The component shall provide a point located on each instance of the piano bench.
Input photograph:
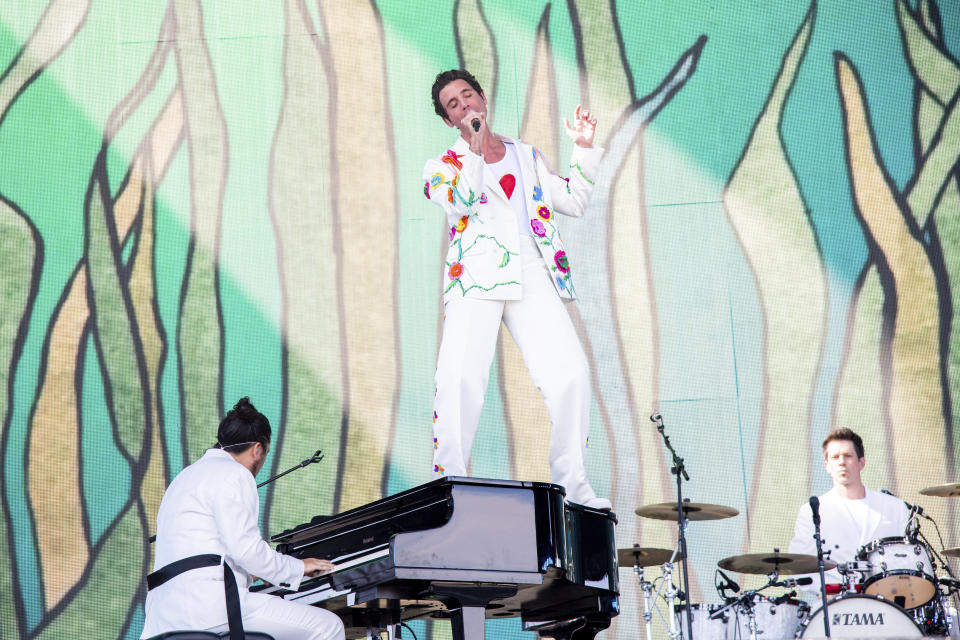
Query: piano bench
(208, 635)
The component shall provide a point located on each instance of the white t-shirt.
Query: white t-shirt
(510, 164)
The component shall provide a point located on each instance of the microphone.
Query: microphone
(794, 582)
(917, 509)
(733, 586)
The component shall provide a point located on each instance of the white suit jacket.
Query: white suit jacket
(212, 506)
(484, 239)
(842, 534)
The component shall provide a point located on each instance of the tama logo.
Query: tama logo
(857, 619)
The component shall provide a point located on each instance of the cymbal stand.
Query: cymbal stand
(678, 469)
(745, 603)
(646, 588)
(671, 595)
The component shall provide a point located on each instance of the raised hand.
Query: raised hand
(583, 127)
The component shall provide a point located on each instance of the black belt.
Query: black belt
(230, 591)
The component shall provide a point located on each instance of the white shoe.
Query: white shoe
(601, 504)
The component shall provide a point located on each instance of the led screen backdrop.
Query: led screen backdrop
(201, 200)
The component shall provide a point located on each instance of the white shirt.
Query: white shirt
(847, 525)
(212, 506)
(518, 201)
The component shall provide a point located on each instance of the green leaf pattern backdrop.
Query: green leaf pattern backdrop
(202, 199)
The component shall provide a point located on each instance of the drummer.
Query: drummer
(851, 514)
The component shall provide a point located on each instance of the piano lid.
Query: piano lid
(409, 510)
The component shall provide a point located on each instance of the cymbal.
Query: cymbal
(691, 511)
(638, 556)
(949, 490)
(784, 563)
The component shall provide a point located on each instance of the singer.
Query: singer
(208, 542)
(851, 514)
(506, 262)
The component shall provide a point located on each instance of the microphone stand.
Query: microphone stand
(815, 508)
(317, 457)
(678, 469)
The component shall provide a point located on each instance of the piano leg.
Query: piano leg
(584, 628)
(393, 633)
(468, 602)
(467, 623)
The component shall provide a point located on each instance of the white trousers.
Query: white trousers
(548, 342)
(285, 620)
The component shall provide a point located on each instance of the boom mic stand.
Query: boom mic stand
(317, 457)
(679, 470)
(815, 508)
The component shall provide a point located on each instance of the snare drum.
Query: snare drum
(703, 626)
(774, 621)
(861, 616)
(900, 571)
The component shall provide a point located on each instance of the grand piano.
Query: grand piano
(466, 549)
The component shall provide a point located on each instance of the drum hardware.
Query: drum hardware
(693, 511)
(852, 574)
(684, 512)
(639, 557)
(901, 571)
(776, 562)
(745, 605)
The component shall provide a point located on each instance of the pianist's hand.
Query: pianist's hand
(315, 567)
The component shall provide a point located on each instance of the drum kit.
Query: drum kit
(890, 590)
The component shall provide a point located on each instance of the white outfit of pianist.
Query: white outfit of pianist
(212, 507)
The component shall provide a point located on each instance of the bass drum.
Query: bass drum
(861, 616)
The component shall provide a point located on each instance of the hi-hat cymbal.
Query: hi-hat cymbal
(638, 556)
(949, 490)
(783, 563)
(691, 511)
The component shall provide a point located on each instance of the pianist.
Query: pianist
(209, 544)
(506, 262)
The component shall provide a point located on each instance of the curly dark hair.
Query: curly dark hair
(443, 79)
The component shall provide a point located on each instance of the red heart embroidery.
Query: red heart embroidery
(507, 183)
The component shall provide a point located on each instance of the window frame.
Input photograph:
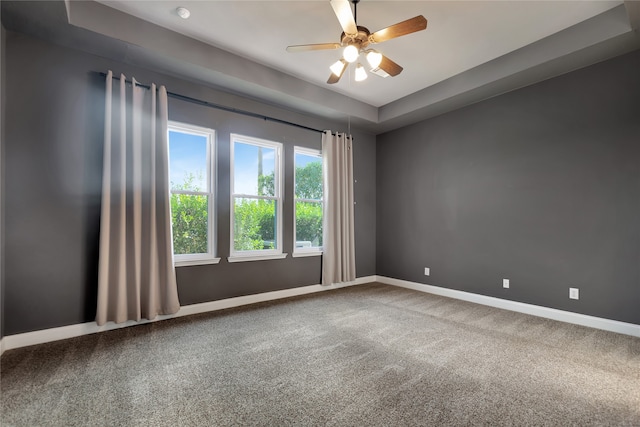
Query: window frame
(314, 250)
(210, 256)
(278, 187)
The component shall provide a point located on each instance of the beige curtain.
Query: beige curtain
(338, 259)
(136, 277)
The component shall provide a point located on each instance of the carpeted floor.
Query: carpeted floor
(361, 356)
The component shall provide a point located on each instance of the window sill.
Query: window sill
(305, 254)
(187, 262)
(243, 258)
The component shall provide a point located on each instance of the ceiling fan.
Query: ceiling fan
(356, 40)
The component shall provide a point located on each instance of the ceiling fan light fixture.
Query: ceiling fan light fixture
(361, 74)
(350, 53)
(338, 67)
(374, 58)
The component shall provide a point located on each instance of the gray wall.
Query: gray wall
(53, 148)
(540, 185)
(2, 62)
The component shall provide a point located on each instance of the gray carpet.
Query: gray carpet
(361, 356)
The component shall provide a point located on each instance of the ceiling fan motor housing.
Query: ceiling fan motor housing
(361, 40)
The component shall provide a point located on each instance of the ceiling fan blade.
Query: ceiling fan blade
(333, 78)
(389, 67)
(403, 28)
(342, 9)
(309, 47)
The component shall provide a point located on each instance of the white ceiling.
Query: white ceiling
(460, 35)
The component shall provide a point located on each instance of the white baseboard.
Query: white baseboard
(535, 310)
(54, 334)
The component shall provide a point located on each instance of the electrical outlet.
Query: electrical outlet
(574, 293)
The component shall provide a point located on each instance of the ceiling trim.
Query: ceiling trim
(137, 42)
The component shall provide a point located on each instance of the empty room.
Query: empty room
(320, 213)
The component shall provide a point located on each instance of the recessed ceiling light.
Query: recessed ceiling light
(183, 12)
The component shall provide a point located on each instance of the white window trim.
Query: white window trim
(180, 260)
(313, 251)
(258, 255)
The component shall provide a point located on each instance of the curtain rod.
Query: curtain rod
(223, 107)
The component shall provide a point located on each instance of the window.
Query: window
(256, 199)
(308, 202)
(191, 163)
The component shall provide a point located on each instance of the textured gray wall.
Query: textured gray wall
(2, 63)
(540, 185)
(54, 130)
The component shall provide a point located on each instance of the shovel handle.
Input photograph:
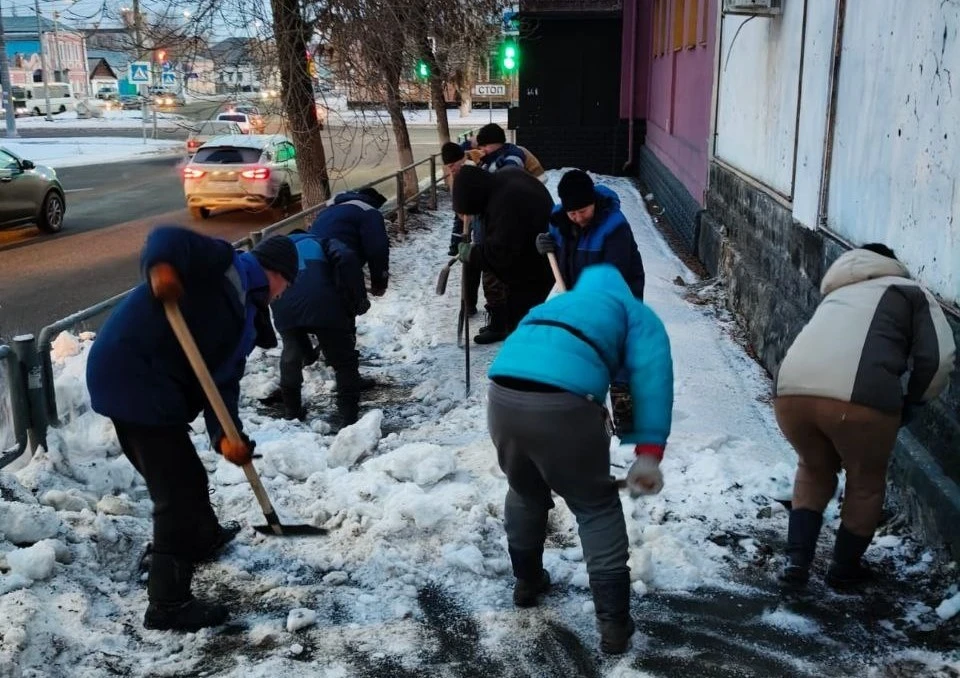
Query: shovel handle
(185, 337)
(555, 267)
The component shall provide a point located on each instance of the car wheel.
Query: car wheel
(51, 213)
(283, 200)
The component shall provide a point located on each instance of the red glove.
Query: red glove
(239, 452)
(165, 282)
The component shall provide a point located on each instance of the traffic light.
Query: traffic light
(509, 57)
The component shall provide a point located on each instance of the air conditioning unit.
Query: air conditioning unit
(753, 7)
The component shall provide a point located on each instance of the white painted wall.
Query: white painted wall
(758, 95)
(812, 130)
(895, 175)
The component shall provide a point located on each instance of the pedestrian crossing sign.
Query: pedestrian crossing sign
(139, 73)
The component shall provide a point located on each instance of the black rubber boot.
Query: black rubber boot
(172, 607)
(532, 579)
(847, 570)
(496, 330)
(611, 599)
(802, 534)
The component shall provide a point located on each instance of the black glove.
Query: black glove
(908, 413)
(546, 244)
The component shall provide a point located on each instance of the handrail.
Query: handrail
(398, 206)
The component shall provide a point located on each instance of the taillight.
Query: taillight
(256, 173)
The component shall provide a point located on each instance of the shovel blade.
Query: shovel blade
(292, 530)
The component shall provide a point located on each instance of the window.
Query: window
(693, 23)
(678, 22)
(704, 24)
(657, 11)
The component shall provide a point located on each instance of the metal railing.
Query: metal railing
(29, 363)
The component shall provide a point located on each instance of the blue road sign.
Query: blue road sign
(139, 73)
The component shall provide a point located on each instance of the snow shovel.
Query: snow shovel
(184, 336)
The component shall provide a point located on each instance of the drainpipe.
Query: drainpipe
(633, 82)
(831, 118)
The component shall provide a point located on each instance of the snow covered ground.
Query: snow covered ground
(76, 151)
(110, 120)
(413, 577)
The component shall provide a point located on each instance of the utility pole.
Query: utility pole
(43, 61)
(11, 112)
(58, 67)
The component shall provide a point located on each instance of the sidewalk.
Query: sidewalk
(413, 577)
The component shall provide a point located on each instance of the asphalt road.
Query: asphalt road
(111, 209)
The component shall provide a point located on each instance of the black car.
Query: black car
(29, 194)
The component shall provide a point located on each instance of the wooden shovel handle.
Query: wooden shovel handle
(185, 337)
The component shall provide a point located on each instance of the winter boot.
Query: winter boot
(622, 403)
(847, 570)
(611, 599)
(532, 579)
(496, 328)
(172, 607)
(802, 533)
(225, 534)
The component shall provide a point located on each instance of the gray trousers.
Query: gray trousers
(558, 442)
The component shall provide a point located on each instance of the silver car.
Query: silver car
(251, 171)
(210, 129)
(29, 194)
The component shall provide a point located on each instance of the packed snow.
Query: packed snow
(78, 151)
(414, 563)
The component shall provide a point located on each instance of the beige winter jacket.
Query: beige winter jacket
(874, 326)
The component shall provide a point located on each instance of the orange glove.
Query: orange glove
(239, 453)
(165, 282)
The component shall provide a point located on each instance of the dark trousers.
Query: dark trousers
(184, 524)
(558, 442)
(339, 352)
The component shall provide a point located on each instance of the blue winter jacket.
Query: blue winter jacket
(608, 239)
(137, 372)
(578, 340)
(359, 225)
(329, 291)
(508, 155)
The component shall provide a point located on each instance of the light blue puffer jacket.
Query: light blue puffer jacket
(616, 331)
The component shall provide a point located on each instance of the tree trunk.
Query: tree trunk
(400, 133)
(298, 101)
(437, 98)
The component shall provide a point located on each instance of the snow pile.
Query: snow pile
(411, 497)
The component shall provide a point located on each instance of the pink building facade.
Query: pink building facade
(667, 81)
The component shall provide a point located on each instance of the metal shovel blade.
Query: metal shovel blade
(292, 530)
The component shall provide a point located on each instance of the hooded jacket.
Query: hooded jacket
(137, 372)
(579, 339)
(329, 291)
(874, 327)
(514, 208)
(359, 225)
(607, 239)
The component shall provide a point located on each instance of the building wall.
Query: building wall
(895, 173)
(759, 95)
(889, 151)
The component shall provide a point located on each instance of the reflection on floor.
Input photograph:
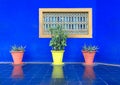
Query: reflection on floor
(68, 74)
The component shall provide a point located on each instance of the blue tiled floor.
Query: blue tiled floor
(69, 74)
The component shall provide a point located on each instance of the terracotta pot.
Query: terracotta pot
(89, 57)
(17, 56)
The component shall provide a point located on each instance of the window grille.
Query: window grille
(75, 23)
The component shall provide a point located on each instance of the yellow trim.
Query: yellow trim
(89, 10)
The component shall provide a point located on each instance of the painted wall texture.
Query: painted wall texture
(19, 24)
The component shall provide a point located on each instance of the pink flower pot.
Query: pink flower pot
(89, 57)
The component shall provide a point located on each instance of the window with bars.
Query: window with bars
(76, 22)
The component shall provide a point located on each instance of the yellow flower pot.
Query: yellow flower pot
(57, 71)
(57, 57)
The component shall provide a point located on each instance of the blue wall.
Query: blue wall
(19, 24)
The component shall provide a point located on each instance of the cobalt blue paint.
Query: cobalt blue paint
(19, 24)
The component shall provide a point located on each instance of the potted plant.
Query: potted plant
(17, 54)
(89, 53)
(58, 42)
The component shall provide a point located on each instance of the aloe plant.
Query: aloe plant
(18, 48)
(90, 48)
(58, 40)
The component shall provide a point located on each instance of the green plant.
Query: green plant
(59, 36)
(18, 48)
(89, 48)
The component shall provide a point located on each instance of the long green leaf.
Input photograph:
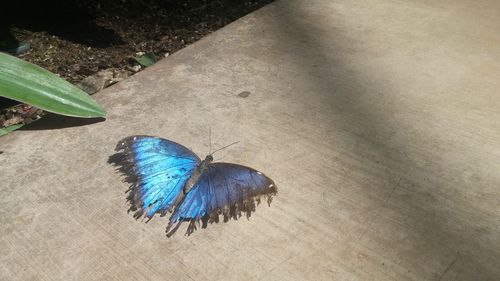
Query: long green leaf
(31, 84)
(6, 130)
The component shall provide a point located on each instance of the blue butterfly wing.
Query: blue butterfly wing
(157, 170)
(224, 188)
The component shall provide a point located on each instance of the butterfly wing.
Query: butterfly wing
(225, 188)
(157, 170)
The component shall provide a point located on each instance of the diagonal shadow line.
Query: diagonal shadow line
(433, 225)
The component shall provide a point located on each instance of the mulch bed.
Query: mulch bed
(77, 39)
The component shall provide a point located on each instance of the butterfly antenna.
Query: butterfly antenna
(210, 140)
(225, 146)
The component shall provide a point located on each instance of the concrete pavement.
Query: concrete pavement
(378, 120)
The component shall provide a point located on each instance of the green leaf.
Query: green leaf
(31, 84)
(146, 60)
(6, 130)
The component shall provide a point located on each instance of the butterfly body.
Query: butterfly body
(166, 176)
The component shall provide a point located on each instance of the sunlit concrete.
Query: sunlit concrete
(378, 120)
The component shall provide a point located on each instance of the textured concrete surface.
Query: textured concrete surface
(379, 121)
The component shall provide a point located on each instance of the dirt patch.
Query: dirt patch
(76, 39)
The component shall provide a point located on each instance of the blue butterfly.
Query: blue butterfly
(168, 177)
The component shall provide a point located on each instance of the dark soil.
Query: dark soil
(76, 39)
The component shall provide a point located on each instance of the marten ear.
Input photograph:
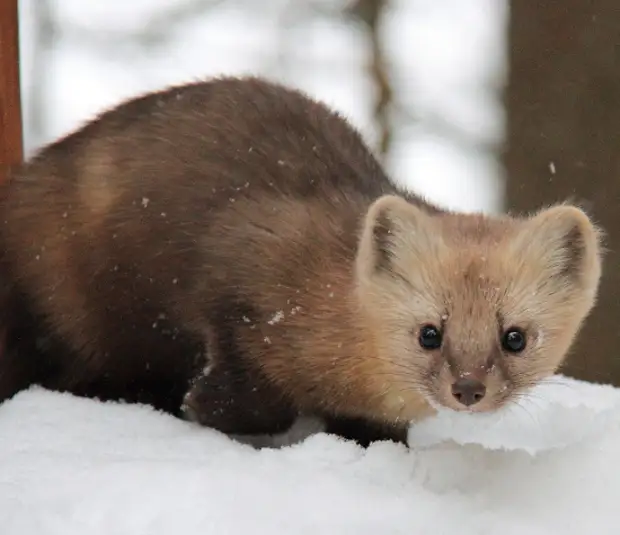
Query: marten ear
(394, 230)
(567, 243)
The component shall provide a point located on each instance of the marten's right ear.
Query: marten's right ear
(395, 234)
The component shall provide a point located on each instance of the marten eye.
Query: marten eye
(513, 340)
(430, 337)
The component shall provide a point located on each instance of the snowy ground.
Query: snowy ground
(73, 467)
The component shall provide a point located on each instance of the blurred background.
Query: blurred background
(479, 105)
(418, 77)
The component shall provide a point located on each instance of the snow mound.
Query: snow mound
(76, 466)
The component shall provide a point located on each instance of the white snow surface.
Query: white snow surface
(75, 466)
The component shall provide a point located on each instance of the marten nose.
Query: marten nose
(468, 391)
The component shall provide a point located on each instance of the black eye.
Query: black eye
(513, 340)
(430, 337)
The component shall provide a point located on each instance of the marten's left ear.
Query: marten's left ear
(395, 232)
(567, 243)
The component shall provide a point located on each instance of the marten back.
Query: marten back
(103, 228)
(231, 250)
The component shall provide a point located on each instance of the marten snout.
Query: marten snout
(468, 391)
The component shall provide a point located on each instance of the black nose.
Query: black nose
(468, 391)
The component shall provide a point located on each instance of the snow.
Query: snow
(74, 466)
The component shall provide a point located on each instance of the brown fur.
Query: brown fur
(240, 228)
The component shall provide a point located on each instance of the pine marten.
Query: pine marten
(230, 251)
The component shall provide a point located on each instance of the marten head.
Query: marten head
(472, 310)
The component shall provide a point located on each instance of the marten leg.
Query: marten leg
(363, 431)
(232, 395)
(236, 400)
(21, 364)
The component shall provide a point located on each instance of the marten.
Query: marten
(231, 251)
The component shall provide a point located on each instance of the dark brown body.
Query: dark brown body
(169, 234)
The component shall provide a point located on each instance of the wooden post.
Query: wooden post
(11, 144)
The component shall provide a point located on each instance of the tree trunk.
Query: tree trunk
(563, 141)
(11, 151)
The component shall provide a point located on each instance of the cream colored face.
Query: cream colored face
(471, 311)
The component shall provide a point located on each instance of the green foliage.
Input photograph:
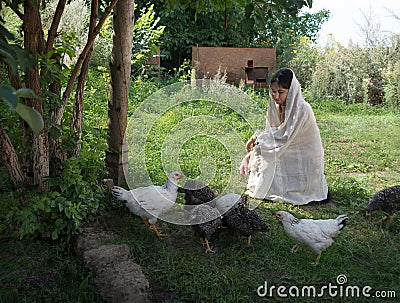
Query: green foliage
(358, 161)
(146, 39)
(287, 33)
(355, 74)
(76, 196)
(17, 59)
(74, 24)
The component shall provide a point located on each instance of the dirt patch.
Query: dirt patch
(117, 277)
* * * *
What is required =
When you reach the line with "ceiling fan blade." in the records above, start writing out each line exactly, and stop after the line with "white painted wall.". Pictures stay out.

Exercise answer =
The component shall provide a point located on each instance of the ceiling fan blade.
Query: ceiling fan blade
(333, 78)
(389, 67)
(403, 28)
(342, 9)
(309, 47)
The component shall provide a point located on each instance of the white ceiling.
Query: white ceiling
(460, 35)
The component shall provide a point located on each instance of the white baseboard.
Query: white baseboard
(535, 310)
(54, 334)
The component shall provide a point located on each instance of the electrical outlet.
Query: electrical outlet
(574, 293)
The component shall provide a point located on each instance of the ceiling trim.
Query: ceiling trim
(137, 42)
The component shall provide a point located on each instance of the empty room.
Query: empty room
(320, 213)
The component shall provide a point located on each instance of the recessed ceiling light.
Query: recessed ceiling light
(183, 12)
The component shall provide a point located on each instance of the white window trim.
Query: white window trim
(180, 260)
(313, 251)
(258, 255)
The component shall provide a point located on each instance of the curtain rod.
Query: curtain rod
(223, 107)
The component shall provide a point located on each instance of the window.
Query: window
(256, 199)
(308, 202)
(191, 163)
The component shall provide a point located on each instance of the textured gray wall.
Query: textured gray wall
(2, 63)
(540, 185)
(54, 130)
The component shall provide a point located on each instance of the shovel handle.
Input photograph:
Query: shovel handle
(185, 337)
(555, 267)
The component shall provide a point located on each instance of the car wheel.
Query: car wheel
(51, 213)
(283, 200)
The component shall provide a point located on each instance of the red glove.
Query: red glove
(239, 452)
(165, 282)
The component shall provide a point located on each instance of the traffic light.
Query: traffic light
(509, 57)
The component shall provide a point located on each instance of the air conditioning unit.
Query: air conditioning unit
(753, 7)
The component shall provide a point located on each instance of the white painted wall.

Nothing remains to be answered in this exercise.